Image-grounded pointing data
↓
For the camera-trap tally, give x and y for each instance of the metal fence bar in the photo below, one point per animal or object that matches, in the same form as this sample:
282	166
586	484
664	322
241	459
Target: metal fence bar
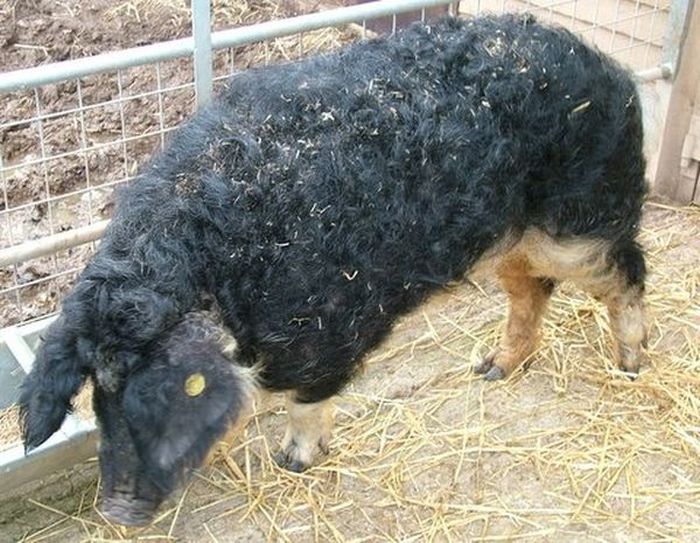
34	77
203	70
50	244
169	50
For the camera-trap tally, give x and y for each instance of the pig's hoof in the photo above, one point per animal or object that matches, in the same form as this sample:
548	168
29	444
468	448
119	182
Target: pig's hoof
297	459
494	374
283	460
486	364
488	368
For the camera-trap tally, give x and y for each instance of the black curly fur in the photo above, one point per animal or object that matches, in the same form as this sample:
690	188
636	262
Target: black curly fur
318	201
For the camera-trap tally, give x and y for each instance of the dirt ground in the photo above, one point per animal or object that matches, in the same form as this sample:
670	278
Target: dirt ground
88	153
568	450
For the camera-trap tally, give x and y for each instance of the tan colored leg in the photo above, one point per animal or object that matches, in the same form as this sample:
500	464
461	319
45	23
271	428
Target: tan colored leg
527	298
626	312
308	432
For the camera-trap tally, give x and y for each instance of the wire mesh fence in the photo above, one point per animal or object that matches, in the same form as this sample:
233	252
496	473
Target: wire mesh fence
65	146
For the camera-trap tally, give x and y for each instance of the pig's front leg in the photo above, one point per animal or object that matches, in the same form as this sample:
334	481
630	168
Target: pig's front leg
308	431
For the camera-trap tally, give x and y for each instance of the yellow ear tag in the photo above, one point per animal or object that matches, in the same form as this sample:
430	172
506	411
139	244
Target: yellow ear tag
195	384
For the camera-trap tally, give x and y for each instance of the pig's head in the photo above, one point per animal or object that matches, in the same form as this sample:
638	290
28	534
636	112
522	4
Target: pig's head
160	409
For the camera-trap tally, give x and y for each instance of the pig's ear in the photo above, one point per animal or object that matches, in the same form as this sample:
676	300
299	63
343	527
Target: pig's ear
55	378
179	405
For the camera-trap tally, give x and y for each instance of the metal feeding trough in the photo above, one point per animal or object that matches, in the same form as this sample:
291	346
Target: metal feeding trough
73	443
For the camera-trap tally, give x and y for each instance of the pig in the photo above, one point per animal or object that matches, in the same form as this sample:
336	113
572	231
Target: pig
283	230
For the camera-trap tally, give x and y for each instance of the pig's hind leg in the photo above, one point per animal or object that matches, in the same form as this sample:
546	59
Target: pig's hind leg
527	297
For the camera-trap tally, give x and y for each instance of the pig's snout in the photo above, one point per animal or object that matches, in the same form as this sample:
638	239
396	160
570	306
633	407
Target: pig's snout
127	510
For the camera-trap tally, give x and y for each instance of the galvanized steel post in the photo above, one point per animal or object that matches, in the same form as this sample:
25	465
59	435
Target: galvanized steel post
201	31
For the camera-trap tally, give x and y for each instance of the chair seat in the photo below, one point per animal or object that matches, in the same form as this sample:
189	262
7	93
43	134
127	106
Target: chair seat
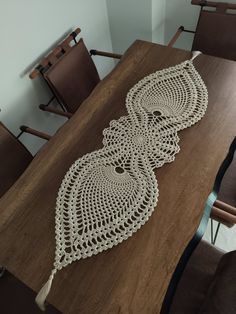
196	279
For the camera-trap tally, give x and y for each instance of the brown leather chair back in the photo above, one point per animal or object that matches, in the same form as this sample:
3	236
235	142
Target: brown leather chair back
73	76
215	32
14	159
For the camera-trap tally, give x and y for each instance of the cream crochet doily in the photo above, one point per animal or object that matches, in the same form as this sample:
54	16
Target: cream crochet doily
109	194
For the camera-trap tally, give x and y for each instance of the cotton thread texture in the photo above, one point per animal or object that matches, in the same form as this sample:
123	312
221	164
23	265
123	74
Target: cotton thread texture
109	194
↑
_What the task asks_.
Using the records above, find and show each line with the string "below".

_Exercise solution_.
For the camera-trap tally, give x and y for each instance of the metal fence bar in the photo below, one point per animal or object that matches, in the same form as this sample:
For the camera-trap tally, give x and y for each instance of the chair seat in the photo below, one point per animal or object that matches, in the same form as this sample:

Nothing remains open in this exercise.